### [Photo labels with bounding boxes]
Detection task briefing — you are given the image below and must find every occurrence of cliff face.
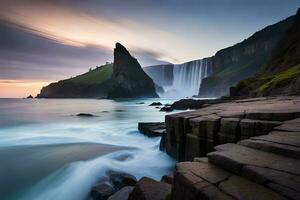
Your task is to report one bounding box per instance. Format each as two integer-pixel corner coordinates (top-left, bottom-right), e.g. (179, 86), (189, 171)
(143, 64), (174, 86)
(199, 16), (294, 97)
(108, 43), (158, 98)
(37, 64), (113, 98)
(37, 43), (158, 98)
(231, 9), (300, 96)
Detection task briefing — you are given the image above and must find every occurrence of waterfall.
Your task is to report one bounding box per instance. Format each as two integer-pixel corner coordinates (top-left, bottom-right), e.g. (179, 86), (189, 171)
(161, 58), (212, 98)
(144, 58), (213, 98)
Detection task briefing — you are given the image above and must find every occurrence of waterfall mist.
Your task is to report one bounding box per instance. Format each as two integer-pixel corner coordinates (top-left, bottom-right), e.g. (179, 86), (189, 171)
(144, 58), (213, 98)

### [YOUR OBJECTIVE]
Copy all of the rows above verbatim, leaving out the pictures.

### [ANSWER]
Detection task briefing — you are given the image below and must find every occurrence of cliff face.
Your task is to report one bounding box per instance. Format each as two integer-pixel corner coordinates (top-left, bottom-right), e.g. (179, 86), (189, 171)
(143, 64), (174, 86)
(199, 16), (294, 97)
(108, 43), (158, 98)
(37, 64), (113, 98)
(37, 43), (158, 98)
(231, 9), (300, 96)
Detection task briefing — you are given the image above and must find every occurrence of waterfall.
Your task is to report one bounding box per instance. Format each as two integer-pixel corner coordinates (top-left, bottom-right), e.g. (179, 86), (189, 171)
(161, 58), (212, 98)
(144, 58), (213, 98)
Detection task briefing — you are given the image above and must find every occurrence of waterfall mist.
Your task is to report one bounding box per instance. Format each as two integer-pixel corner coordinates (top-left, bottom-right), e.g. (179, 86), (189, 171)
(144, 58), (213, 98)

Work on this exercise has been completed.